- **Yapılacak iş**
Aşağıdaki öğelerin tamamını, hiçbir değişiklik yapmadan satır satır yeniden yazın.

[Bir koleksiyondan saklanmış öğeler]

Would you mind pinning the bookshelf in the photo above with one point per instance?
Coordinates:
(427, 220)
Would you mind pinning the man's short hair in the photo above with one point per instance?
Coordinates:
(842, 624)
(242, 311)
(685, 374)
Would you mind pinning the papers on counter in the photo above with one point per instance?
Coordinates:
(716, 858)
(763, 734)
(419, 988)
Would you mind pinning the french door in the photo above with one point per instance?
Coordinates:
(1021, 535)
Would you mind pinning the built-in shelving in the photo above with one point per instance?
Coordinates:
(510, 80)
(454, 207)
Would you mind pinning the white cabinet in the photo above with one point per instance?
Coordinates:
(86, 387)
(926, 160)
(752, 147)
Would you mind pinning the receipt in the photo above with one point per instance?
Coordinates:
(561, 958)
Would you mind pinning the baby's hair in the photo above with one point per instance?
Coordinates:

- **Görevin yanıtı**
Would you mind pinning the bookshelf in the photo above with one point per instance?
Coordinates:
(427, 220)
Would you mind pinning the man's short hair in the photo above with one point per instance?
Coordinates:
(842, 624)
(242, 311)
(685, 374)
Would you mind pinning the papers on counter in the photo above with one point per instance?
Coordinates:
(716, 858)
(763, 734)
(419, 988)
Would you mind pinning the french door in the photo above with one point per instance?
Coordinates:
(1021, 535)
Would you mind pinning the built-in shelving in the photo above with one point per instance?
Coordinates:
(510, 80)
(454, 207)
Would you mind pinning the white cabinet in the photo above with one point per instance?
Coordinates:
(86, 387)
(926, 160)
(752, 147)
Would you mind pinning the receipt in the photo above with one point per instance?
Coordinates:
(561, 958)
Would you mind pinning the baby's hair in the photo above with one point per instance?
Coordinates:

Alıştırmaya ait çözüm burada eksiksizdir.